_WHAT THIS EXERCISE ASKS_
A - In the UFC thread, what share of revenue did the UFC pay in 2016?
B - Rewrite the records from the line with "Where can you find the forest?" up to and including the line with "point(4, 170)", putting "Mark each occurrence with a dot" wherever "Place a dot on every instance" appears and leaving everything else unchanged.

══ QUOTED PASSAGE ══

Dana: UFC valued at $7b now

It is also presumed that Lobov will not be getting any sort of show money following his removal from UFC 223. The UFC released a statement Thursday night saying everyone involved in the McGregor incident, including McGregor and Lobov, will not be welcome at UFC 223 on Saturday night.

“All the guys that ended up not getting fights are gonna get paid. They’ll all get paid for not getting fights,” White said. “Just their show. We don’t have that much money.

I was wondering WTF I was reading until the bold

Good job
 
Is that why they are still stingy as fuck compared to the Fertitta days?
 
Why go public and release all the financial stuff? They're fucking the fighters hard right now, why have people see that?
 
Holy shit thats like over 5000% profit
 
Why go public and release all the financial stuff? They're fucking the fighters hard right now, why have people see that?

We already know the financials
They file yearly to creditors
They paid 13% of revenue in 2015 (about $80m) & in 2016 they paid 17% (about $120m)
 
It's worth what someone would pay to buy it, and I'm highly skeptical that anyone would pay that much. By all measures business is down including PPV buys, gate receipts, and TV ratings. It's hard to look at the UFC right now and say it's a growing business. But, as PT Barnum said, there's a sucker born every minute.
 
PPVs aren’t selling, but the company is somehow worth more? Sounds like cost slashing to me.
 
Sure. It ain't easy being a monopoly.

At any rate, it's less a comparison of team sports v MMA and more a comparison of mainstream sports v fringe shit.

The UFC isn't a monopoly, fighters have options. Of course, unless you're elite, fighting anywhere is a terrible option, but if average fighters wanted to work a nine to five, nothing's stopping them.

And even as a fringe spot it's easier to make money in MMA than just about anywhere else, on far less training and skill.

There are professional tennis players who are ten times as good as tennis than 99% of mixed martial artists are at MMA who are literally paying to play tennis, and stringing rackets in parking lots to afford tournament fees.

═══
══ INFORMATION GIVEN ══

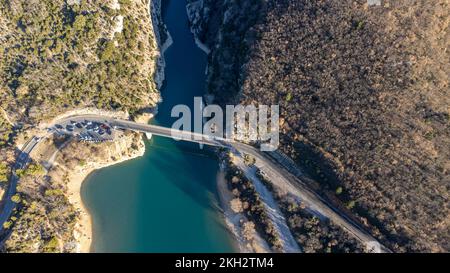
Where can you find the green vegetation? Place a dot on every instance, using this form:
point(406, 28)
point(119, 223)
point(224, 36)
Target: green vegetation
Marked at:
point(31, 170)
point(59, 59)
point(16, 198)
point(4, 172)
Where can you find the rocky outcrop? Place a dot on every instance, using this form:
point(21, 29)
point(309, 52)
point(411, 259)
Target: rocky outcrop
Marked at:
point(363, 97)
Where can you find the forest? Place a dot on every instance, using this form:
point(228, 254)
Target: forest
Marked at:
point(363, 92)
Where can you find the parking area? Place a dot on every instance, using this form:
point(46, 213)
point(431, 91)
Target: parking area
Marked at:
point(86, 130)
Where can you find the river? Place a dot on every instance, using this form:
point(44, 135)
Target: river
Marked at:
point(165, 201)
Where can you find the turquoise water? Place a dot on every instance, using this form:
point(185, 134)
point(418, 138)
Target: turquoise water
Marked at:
point(165, 201)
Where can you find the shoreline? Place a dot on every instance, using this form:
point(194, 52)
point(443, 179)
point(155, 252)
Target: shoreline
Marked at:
point(83, 232)
point(84, 229)
point(234, 220)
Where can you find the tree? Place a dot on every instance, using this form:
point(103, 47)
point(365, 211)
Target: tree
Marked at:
point(16, 198)
point(80, 22)
point(108, 51)
point(4, 170)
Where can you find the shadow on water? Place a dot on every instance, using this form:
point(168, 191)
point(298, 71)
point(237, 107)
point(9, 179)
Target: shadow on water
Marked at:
point(165, 201)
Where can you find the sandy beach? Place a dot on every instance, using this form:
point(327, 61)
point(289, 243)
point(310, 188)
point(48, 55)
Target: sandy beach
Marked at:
point(83, 228)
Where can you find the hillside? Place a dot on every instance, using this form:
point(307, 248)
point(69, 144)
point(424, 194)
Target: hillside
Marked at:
point(60, 56)
point(364, 100)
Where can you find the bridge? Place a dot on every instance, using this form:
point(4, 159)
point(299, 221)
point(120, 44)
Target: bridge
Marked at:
point(272, 165)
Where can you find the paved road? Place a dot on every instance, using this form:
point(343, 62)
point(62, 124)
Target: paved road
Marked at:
point(21, 162)
point(269, 165)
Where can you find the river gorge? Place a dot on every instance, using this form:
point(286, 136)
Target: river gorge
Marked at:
point(165, 201)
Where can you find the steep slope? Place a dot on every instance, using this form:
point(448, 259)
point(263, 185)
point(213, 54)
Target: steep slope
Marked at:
point(364, 100)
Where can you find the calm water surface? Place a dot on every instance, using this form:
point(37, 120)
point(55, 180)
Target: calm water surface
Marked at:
point(165, 201)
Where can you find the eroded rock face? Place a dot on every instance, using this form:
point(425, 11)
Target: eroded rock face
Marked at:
point(364, 98)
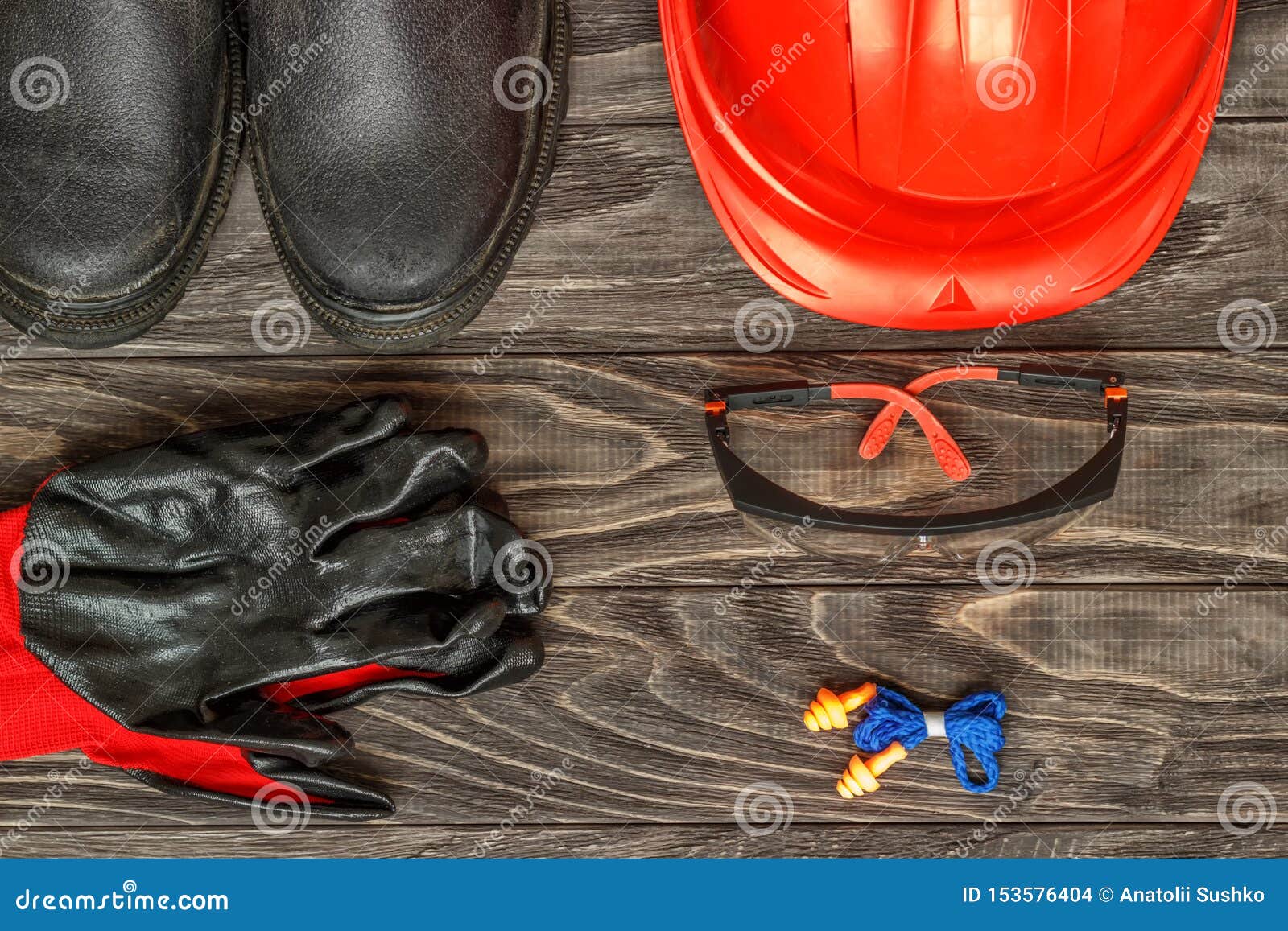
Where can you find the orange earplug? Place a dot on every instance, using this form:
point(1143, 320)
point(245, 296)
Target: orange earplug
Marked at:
point(828, 710)
point(861, 777)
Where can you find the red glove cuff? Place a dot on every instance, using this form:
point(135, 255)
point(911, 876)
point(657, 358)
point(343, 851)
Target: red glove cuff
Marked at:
point(40, 715)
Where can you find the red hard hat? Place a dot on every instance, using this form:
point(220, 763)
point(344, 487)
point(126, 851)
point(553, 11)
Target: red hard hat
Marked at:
point(946, 164)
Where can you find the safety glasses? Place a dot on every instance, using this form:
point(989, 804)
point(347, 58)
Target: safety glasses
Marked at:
point(755, 493)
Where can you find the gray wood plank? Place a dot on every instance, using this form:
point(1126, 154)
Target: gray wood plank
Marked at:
point(654, 708)
point(657, 841)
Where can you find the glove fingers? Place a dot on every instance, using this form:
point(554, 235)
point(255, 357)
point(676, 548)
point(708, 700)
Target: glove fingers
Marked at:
point(424, 649)
point(279, 731)
point(396, 478)
point(468, 551)
point(302, 443)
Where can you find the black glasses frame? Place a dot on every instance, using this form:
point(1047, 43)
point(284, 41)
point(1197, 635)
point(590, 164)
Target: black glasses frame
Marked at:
point(753, 493)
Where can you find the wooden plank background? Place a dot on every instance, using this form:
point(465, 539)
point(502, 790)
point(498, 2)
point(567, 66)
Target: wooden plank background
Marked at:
point(1137, 695)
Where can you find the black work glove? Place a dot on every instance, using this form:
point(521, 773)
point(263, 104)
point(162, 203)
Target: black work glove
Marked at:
point(225, 586)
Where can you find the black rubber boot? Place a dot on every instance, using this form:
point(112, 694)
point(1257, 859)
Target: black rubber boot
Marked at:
point(118, 150)
point(399, 151)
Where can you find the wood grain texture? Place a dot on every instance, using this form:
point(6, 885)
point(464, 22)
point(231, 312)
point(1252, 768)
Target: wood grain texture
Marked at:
point(626, 255)
point(605, 460)
point(654, 708)
point(673, 840)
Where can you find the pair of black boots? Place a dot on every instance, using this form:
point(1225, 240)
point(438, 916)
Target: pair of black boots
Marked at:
point(398, 151)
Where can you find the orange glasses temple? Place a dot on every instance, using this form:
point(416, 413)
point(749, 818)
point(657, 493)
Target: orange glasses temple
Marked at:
point(950, 456)
point(888, 418)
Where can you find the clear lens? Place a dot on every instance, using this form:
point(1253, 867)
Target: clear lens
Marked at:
point(1018, 443)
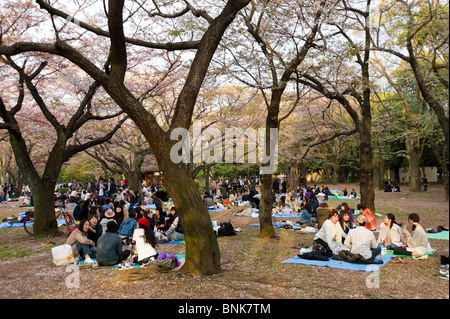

═══

_FINAL RESULTS_
A - 17% of revenue, about $120m.

B -
Where can you find the forest? Mark each occurrence with a dot, using this form:
point(228, 254)
Target: forest
Marked at:
point(363, 92)
Where can you find the parking area? Mark each occurrence with a dot, using this form:
point(46, 213)
point(431, 91)
Target: parking area
Marked at:
point(86, 130)
Where can you find the river? Mark each occurrence with a dot, using this form:
point(44, 135)
Target: river
Marked at:
point(165, 201)
Where can you find the turquoise water? Mark each occurrence with a dot, using this form:
point(185, 134)
point(418, 138)
Target: turquoise water
Marked at:
point(165, 201)
Where can you find the shoreline? Mark each occurrence with a dot, using this form:
point(194, 52)
point(443, 179)
point(155, 252)
Target: shoreline
Marked at:
point(83, 232)
point(84, 229)
point(234, 220)
Where can you find the tree? Mark each occurrence with a dot, using this form:
point(103, 47)
point(365, 211)
Target: tree
Marked at:
point(16, 198)
point(80, 22)
point(108, 51)
point(4, 170)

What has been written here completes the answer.